▶ _PASSAGE FOR REVIEW_
Vital Edge is a humanitarian micro-aid organization, which specializes in strategic advocacy to achieve concrete goals for specific communities.

About Us

Core Mission

Vital Edge is a humanitarian micro-aid organization, which specializes in strategic advocacy to achieve concrete goals for specific communities.
Vital Edge proposes to expand its  Core Mission in two ways. First, with the introduction of an improved  “holistic”  Micro-Cluster Approach to the implementation and financing of its micro-programs and second, by focusing on a series of programs for Indigenous Artisan Communities.

The “Micro-Cluster” Approach

The “Micro-cluster” approach reflects the need for a more holistic value-chain view of development in general. It is the difference between putting in a well. And putting in a well with the requisite maintenance capacity (trained personnel), water distribution (treadle pumps and irrigation ditches), agricultural support (soil nutrition, raw material banks), social consciousness (gender issues, belief systems, lineage systems) marketing opportunity (linkage and transportation to markets and exports), education (literacy and health) and finance options (micro-finance, loans, grants).

Vital Edge seeks to combine these two perspectives. First the need to stay small, focused, involved and results orientated at the grass-roots level, and second, the ability to address a variety of complimentary component issues that all combine to contribute to the outcome. A “holistic” value- chain micro-cluster approach.

What are the benefits of a the cluster-approach at micro-aid level?

This approach addresses two major problems encountered in humanitarian aid.

Often many of the intended benefits are diluted or non-existent by the time the aid reaches the most needy. Among many commonly cited problems are excessive beaurocracy, corruption, favoritism and inefficiency. Aid intended for rural or remote regions is often non-existent by the time it has been through the filters of power and distribution. Micro aid eliminates that problem. The micro-aid is introduced at the grass roots level. There are no intermediaries beyond the local NGO, who are often drawn from the ethnic and geographic background of the indigenous recipients.

▶ _WHAT YOU ARE ASKED TO DO_
According to the Vital Edge page, what kind of communities will Vital Edge's series of programs focus on? The data entries are not needed here.

Data entries:
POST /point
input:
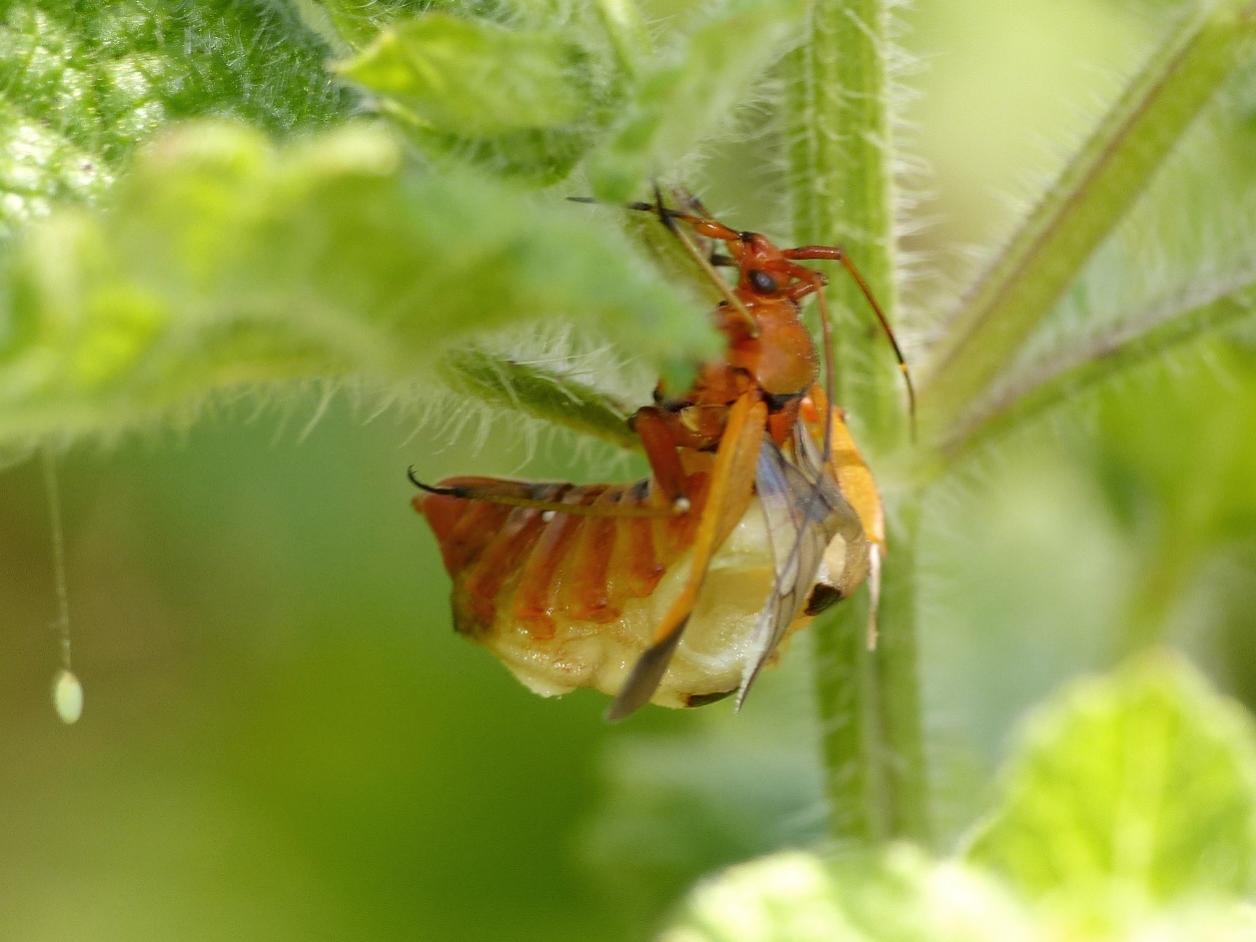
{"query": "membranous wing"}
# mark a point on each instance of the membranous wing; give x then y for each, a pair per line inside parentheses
(804, 511)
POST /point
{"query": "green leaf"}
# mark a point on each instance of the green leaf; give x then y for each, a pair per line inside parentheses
(1137, 786)
(893, 897)
(554, 397)
(692, 92)
(82, 83)
(475, 78)
(225, 261)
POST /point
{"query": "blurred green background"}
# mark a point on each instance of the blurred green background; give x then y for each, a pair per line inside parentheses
(283, 737)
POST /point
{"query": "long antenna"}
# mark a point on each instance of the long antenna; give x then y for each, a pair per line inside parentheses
(670, 217)
(67, 690)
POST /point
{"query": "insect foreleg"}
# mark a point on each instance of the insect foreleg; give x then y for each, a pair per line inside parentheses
(665, 460)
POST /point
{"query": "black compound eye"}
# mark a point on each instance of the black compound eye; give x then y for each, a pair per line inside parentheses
(763, 281)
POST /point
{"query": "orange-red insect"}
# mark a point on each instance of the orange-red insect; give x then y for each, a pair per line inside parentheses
(757, 514)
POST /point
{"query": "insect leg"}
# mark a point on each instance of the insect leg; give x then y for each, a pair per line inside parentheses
(665, 461)
(732, 479)
(833, 253)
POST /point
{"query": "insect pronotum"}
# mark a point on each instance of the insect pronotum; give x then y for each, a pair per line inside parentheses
(757, 514)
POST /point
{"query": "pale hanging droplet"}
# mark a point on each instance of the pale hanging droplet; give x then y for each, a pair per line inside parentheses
(67, 697)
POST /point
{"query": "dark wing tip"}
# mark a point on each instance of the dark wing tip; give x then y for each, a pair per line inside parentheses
(644, 677)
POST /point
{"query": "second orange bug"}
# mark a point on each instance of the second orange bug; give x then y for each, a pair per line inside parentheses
(759, 511)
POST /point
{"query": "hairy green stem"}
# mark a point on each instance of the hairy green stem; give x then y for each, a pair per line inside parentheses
(840, 162)
(1088, 200)
(1188, 317)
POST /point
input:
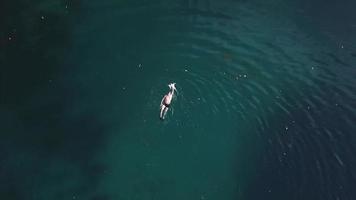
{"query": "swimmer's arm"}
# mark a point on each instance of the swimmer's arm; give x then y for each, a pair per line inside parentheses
(163, 99)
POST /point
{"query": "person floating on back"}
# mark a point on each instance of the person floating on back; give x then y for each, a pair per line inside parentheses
(166, 101)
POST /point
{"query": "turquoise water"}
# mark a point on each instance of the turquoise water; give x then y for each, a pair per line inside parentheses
(266, 103)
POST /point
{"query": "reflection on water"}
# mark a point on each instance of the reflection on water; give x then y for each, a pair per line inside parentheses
(266, 104)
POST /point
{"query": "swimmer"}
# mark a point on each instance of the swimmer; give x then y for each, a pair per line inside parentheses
(166, 101)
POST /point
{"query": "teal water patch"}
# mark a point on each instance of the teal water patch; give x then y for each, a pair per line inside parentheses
(259, 89)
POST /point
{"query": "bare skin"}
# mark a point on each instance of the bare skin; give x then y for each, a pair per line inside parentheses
(166, 102)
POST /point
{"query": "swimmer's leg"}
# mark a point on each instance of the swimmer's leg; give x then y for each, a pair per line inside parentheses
(161, 114)
(165, 112)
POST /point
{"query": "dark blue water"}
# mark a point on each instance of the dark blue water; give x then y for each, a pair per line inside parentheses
(266, 104)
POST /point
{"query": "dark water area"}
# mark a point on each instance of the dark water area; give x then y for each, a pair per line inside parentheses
(266, 103)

▶ _TASK OUTPUT_
Indigenous Artisan Communities.